- [Work to be completed]
Return the lines of the material below unchanged, from the line containing "Please point out the dry grass" through the end of the material, inclusive. Leave out the pictures.

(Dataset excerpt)
##############################
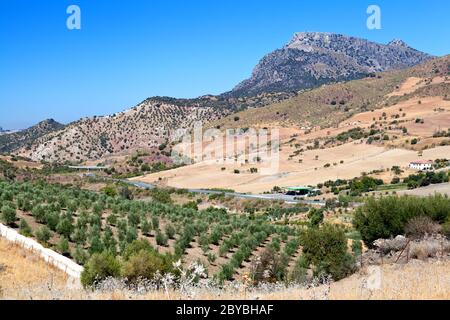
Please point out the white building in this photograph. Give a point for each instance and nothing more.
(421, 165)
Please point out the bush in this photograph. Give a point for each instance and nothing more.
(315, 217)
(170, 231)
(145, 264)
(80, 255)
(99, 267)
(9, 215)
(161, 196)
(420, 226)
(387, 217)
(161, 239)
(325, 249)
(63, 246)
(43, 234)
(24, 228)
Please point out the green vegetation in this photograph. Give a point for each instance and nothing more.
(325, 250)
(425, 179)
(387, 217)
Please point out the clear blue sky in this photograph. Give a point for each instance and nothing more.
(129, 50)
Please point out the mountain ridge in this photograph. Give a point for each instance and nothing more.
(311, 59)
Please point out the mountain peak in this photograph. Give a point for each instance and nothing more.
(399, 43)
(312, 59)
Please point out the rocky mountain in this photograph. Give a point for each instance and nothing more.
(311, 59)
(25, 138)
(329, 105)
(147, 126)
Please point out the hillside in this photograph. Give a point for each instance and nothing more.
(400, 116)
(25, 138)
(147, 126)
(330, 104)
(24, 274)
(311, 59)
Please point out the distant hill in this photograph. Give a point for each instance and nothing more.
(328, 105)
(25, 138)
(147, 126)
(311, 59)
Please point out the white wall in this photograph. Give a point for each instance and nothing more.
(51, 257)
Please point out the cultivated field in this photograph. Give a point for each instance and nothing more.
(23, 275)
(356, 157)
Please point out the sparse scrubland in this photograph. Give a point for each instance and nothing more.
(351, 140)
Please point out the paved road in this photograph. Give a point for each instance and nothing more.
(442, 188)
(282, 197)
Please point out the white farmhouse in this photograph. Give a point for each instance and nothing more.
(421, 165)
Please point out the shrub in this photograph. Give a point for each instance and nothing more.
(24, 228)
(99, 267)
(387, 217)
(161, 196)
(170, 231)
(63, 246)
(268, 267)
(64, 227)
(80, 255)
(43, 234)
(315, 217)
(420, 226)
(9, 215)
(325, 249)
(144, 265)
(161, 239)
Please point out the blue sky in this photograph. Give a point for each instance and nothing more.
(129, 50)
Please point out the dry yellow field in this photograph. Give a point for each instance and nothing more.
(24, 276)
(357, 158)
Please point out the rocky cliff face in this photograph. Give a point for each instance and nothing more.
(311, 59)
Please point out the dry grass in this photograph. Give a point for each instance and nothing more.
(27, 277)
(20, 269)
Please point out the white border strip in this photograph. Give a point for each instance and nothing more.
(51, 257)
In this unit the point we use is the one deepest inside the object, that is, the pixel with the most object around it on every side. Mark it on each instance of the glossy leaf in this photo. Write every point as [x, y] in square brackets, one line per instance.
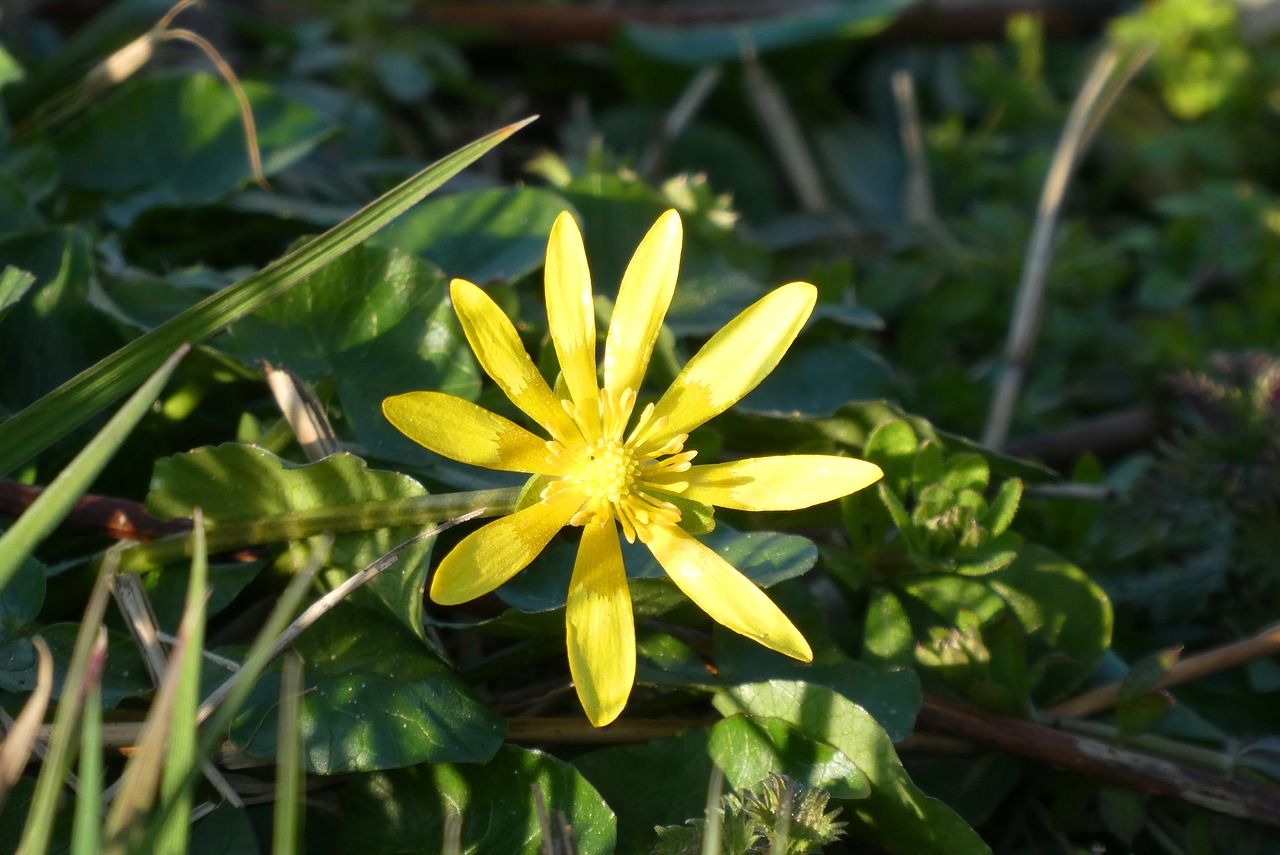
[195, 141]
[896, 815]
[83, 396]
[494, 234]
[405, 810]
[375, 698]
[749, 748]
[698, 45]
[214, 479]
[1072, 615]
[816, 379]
##############################
- [Solution]
Please point out the dry grass in this photograph. Give a point for each instance and nothing more.
(27, 277)
(20, 269)
Please point out the white border strip in this photograph. Give a point for each instance and nothing more.
(51, 257)
In this unit the point we use is the one deepest inside the object, that is, the pixel with the most object around it on every side. Mark it on each instance of the glossy leaf in this photo. Write every point as [x, y] in square brackets, one line per instance.
[195, 141]
[896, 815]
[83, 396]
[494, 234]
[405, 810]
[375, 698]
[749, 748]
[698, 45]
[214, 479]
[1072, 615]
[816, 379]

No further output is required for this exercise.